* TEXTO DE LECTURA:
A partir de esa condición compartida, Gilroy propone repensar la modernidad occidental por medio de la contracultura de la diáspora africana y lo que él llama los «modernismos del Atlántico negro», rebasando los esencialismos nacionalistas del Estado moderno y cualquier etnoesencialismo cultural para comprender la potencia política de prácticas híbridas, sincréticas y multiculturales que dan sentido a la pluralidad de subjetividades subalternas que habitan en la historia del Atlántico negro y que han sido objeto reiterado de exclusión y marginación en los relatos de la nación en las Américas y el Caribe. Frente al silencio o la tímida alusión en los textos fundacionales de la modernidad al problema central del racismo y la esclavitud racial como sostén del andamiaje universal del sistema de género moderno/colonial y el avance del capitalismo, el teórico propone ejemplos clave de modernismos específicos del Atlántico negro en filosofía, literatura y música –muestra elocuente de ello son: la obra literaria del escritor y político estadounidense Frederick Douglass, cuya célebre autobiografía Narrative of the Life of Frederick Douglass, an American Slave (The Anti-Slavery Office, Boston, 1845) se convirtió en un ejemplo canónico para la posterior literatura sobre biografías de esclavos, por su descripción vívida de la esclavitud y espíritu abolicionista, a la vez que desplegaba todos los recursos literarios y del lenguaje propios de este género; el coro de los Fisk Jubilee Singers, surgido a finales del siglo XIX y que llevó los espirituales negros por Estados Unidos y Europa; las expresiones musicales del jazz y el blues evolucionadas desde las sonoridades esclavas en las plantaciones sureñas estadounidenses, el calipso en las Antillas o la contradanza en Cuba; etc.–, cuya irreverencia y crítica a un proyecto eurocéntrico de modernidad surgen precisamente del análisis de la esclavitud negra como lógica de una razón moderna racializada, cristiana, blanca y patriarcal. Si bien Gilroy se centra en el caso anglosajón, esta relación también se hará explícita en la consolidación de la idea de progreso en los países de Nuestra América.
Para Gilroy, entonces, la respuesta y la oposición a la modernidad, en tanto que raíz del sufrimiento de la esclavitud racial, no se encuentran en una apelación esencialista, de identidad purista y premoderna, a prácticas y tradiciones de origen africano, ni en una posición afrocéntrica radical y separatista, sino en las formas creativas, híbridas, sincréticas, transculturales y mutables que encarna la resistencia epistemológica afrodescendiente en su devenir diaspórico. Siendo conscientes de que ese forcejeo identitario tiene lugar en una zona instersticial, en la brecha de un antagonismo edificado sobre ortodoxos y castrantes binarismos: blanco-negro, masculino-femenino, hegemonía-subalternidad, alta-baja culturas, polaridades de clase, género, religiosas, etc.

* DATOS PROPORCIONADOS:
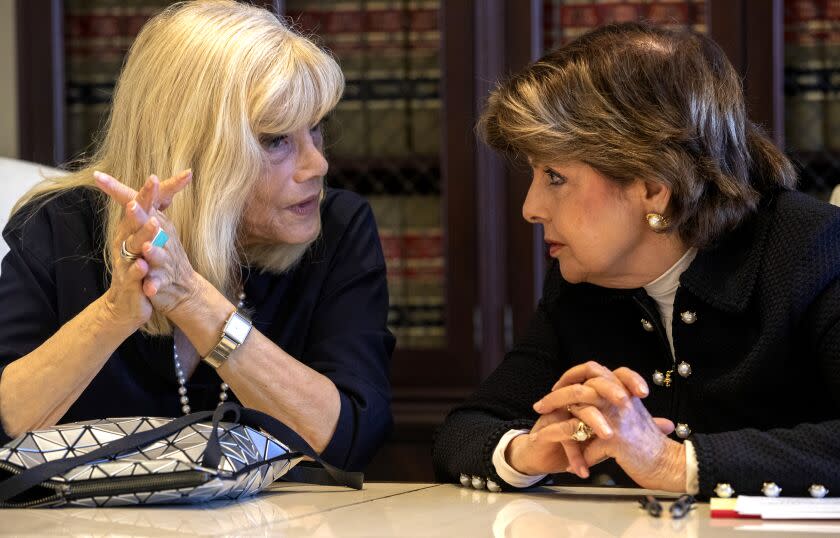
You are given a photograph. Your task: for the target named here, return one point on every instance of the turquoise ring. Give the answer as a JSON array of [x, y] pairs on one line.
[[160, 238]]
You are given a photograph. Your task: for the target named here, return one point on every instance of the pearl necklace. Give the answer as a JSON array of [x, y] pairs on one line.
[[182, 381]]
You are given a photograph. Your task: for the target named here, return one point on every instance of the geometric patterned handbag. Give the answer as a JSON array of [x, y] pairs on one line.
[[139, 460]]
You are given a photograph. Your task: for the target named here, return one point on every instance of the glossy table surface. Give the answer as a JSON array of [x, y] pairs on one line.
[[399, 509]]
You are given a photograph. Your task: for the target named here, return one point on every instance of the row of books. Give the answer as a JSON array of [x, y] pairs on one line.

* CONSIGNA 1:
Responde con datos del texto sobre Gilroy:
(a) ¿En qué año se publicó la autobiografía de Frederick Douglass?
(b) ¿Por dónde llevó los espirituales negros el coro de los Fisk Jubilee Singers?
(c) ¿En qué caso se centra Gilroy?
* CONSIGNA 2:
Prosigue el texto sobre Gilroy a partir de su última oración.

* RESULTADO FINAL 1:
(a) En 1845.
(b) Por Estados Unidos y Europa.
(c) En el caso anglosajón.

* RESULTADO FINAL 2:
«Aunque esos enfrentamientos operan más allá del sistema pareado/binario y se traducen más complejos y poliédricos, en la actualidad, siguen atrapados en una relación antagonista marcada por el simbolismo de los colores, que se suma al poder cultural manifiesto de su maniquea dinámica central (blanco y negro). Estos colores sostienen una retórica especial que ha pasado a asociarse con un lenguaje de nacionalidad y pertenencia nacional, así como con los lenguajes de la “raza” y de la identidad étnica.»
De ahí que, tras los incesantes flujos migratorios que desde los años noventa se han incrementado exponencialmente bajo las condiciones de un nuevo orden mundial de posguerra fría, las denominadas zonas de contacto donde acontecían las fricciones de la invención colonial se han desplazado, deslocalizado y atomizado allí donde la situación global hace posible los intercambios desiguales entre diferentes subjetividades etnorraciales. La lingüista y experta en literaturas modernas Mary Louise Pratt definió las zonas de contacto como
«espacios sociales donde culturas dispares se encuentran, chocan y se enfrentan, a menudo dentro de relaciones altamente asimétricas de dominación y subordinación, tales como el colonialismo, la esclavitud, o sus consecuencias como se viven en el mundo de hoy.»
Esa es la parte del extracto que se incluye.